> [APPLY WHAT YOU READ]:
1. List every section of the Act that the pension death-benefit determination passage below cites by number.
2. Translate this sentence from the pension death-benefit determination passage below into Spanish: "She said the board was not bound by the nomination form completed by the deceased as the form merely served as a guide to assist it in the exercise of its discretion."
3. Write the next few sentences of the pension death-benefit determination passage below, picking up right after its final sentence.

> [PASSAGE]:
########

It further indicated that in terms of the first respondent’s rules, there was payable spouse’s and children’s benefit. Due to the fact that the complainant could not prove that he qualified as the deceased’s spouse, no such benefit was payable to him.

In her determination, Ms Lukhaimane said the payment of death benefits was regulated by section 37C of the Act, read in conjunction with the definition of a “dependant” in section 1. The primary purpose of this section was to protect those who were financially dependent on the deceased during his lifetime.

“The complainant argues that Mrs Roche is not the dependant of the deceased. However, when one considers that if she could not take care of herself, she would have resorted to the deceased for support. This makes her a dependant of the deceased.

“In the circumstance, this Tribunal is satisfied that under the circumstances, Mrs Roche was correctly determined to be a factual dependant of the deceased as contemplated in terms of section 1(c) of the Act, and the complainant’s assertion to the contrary, is rejected,” said Ms Lukhaimane.

She said it was further noted the main thrust of the complainant’s contention was that the deceased’s beneficiary nomination form was not considered by the board as he was the sole nominee.

She said the board was not bound by the nomination form completed by the deceased as the form merely served as a guide to assist it in the exercise of its discretion.

Ms Lukhaimane said the rationale behind the enactment of section 37C of the Act was to ensure that all those who were financially dependent on the deceased were not left destitute when he died.

“In the present matter, the complainant is a nominee and there was no onus on him to prove that he was financially dependent on the deceased or had a relationship with him for him to be allocated a share of the death benefit, contrary to the second respondent’s assertion.

“It was probably the first and second respondent’s communication with the complainant that led him to believe that he had to concoct unnecessary tales of his dependence on the deceased.

“The board of the first respondent resolved to allocate the entire death benefit to Mrs Roche on the basis that she has poor health and there is a possibility that her savings may run out.

“However, it was not demonstrated by the board that Mrs Roche was financially dependent on the deceased during his lifetime. Furthermore, the contention that Mrs Roche’s savings are running out appears to be speculative as no indication has been made how much her savings are and the tools used to determine that she might not be able to take care of herself in future.”

########

> [SUPPLIED MATERIAL]:
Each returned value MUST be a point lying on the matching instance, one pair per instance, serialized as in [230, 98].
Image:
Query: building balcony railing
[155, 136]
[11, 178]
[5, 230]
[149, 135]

########

> [ANSWERS PROVIDED]:
1.
section 37C
section 1
section 1(c)

2. Dijo que la junta no estaba obligada por el formulario de designación completado por el fallecido, ya que el formulario servía simplemente como guía para ayudarla en el ejercicio de su discreción.

3.
Ms Lukhaimane said the board did not appear to have considered that, despite having their own families, Mrs Roche’s children also had a responsibility to take care of her in the event that she ran into financial problems.

“Whether or not they would fall short in discharging this responsibility was not investigated by the board.

“The fact that the deceased did not have children and his siblings have families to support does not make it the deceased’s responsibility to take care of his mother.

“In fact, by even considering this as a reason to ignore the equal duty of the deceased’s siblings to take care of their mother, the board totally misdirects itself.

“In the circumstance, this Tribunal is of the considered view that the board of the first respondent misdirected itself and failed to investigate and consider all the relevant factors before arriving at the decision to allocate the entire death benefit to Mrs Roche.

“Therefore, when a board fails to do a thorough investigation with respect to the personal circumstances of each beneficiary, as evident in this matter, there is a greater likelihood of the objectives of section 37C being subverted.

“In the circumstance, this Tribunal is of the considered view that the board did not conduct a proper investigation and failed to apply its mind when it resolved to allocate the entire amount of the death benefit to Mrs Roche, to the exclusion of the complainant.”

Ms Lukhaimane ordered the board of the first respondent to re-exercise its discretion in terms of section 37C of the Act.